[Start of Excerpted passage]

From 4c7c87f245c5291ed38d47983e89d69b98660008 Mon Sep 17 00:00:00 2001
From: Craig Topper <craig.topper@gmail.com>
Date: Wed, 4 Mar 2020 20:38:44 -0800
Subject: [PATCH] [X86] Simplify the code at the end of
 lowerShuffleAsBroadcast.

The original code could create a bitcast from f64 to i64 and back
on 32-bit targets. This was only working because getBitcast was
able to fold the casts away to avoid leaving the illegal i64 type.

Now we handle the scalar case directly by broadcasting using the
scalar type as the element type. Then bitcasting to the final VT.
This works since we ensure the scalar type is the same size as
the final VT element type. No more casts to i64.

For the vector case, we cast to VT or subvector of VT. And then
do the broadcast.

I think this all matches what we generated before, just in a more
readable way.
---
 llvm/lib/Target/X86/X86ISelLowering.cpp | 44 +++++++++++----------------------
 1 file changed, 15 insertions(+), 29 deletions(-)
diff --git a/llvm/lib/Target/X86/X86ISelLowering.cpp b/llvm/lib/Target/X86/X86ISelLowering.cpp
index 01948c6..6b32769 100644
--- a/llvm/lib/Target/X86/X86ISelLowering.cpp
+++ b/llvm/lib/Target/X86/X86ISelLowering.cpp
@@ -12995,8 +12995,6 @@ static SDValue lowerShuffleAsBroadcast(const SDLoc &DL, MVT VT, SDValue V1,
             DL, VT, V, BroadcastIdx, Subtarget, DAG))

[End of Excerpted passage]

In the patch above, how did the original code manage to work on 32-bit targets despite creating a bitcast from f64 to i64 and back?

[Start of Given information]

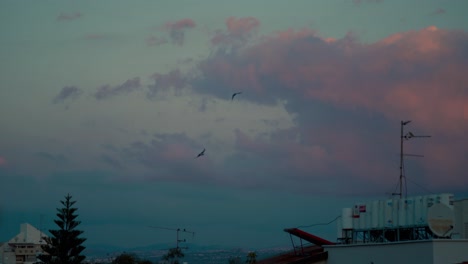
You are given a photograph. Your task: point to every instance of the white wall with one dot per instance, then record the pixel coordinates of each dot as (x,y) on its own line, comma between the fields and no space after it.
(435,251)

[End of Given information]

Final result:
getBitcast was able to fold the casts away, which avoided leaving the illegal i64 type.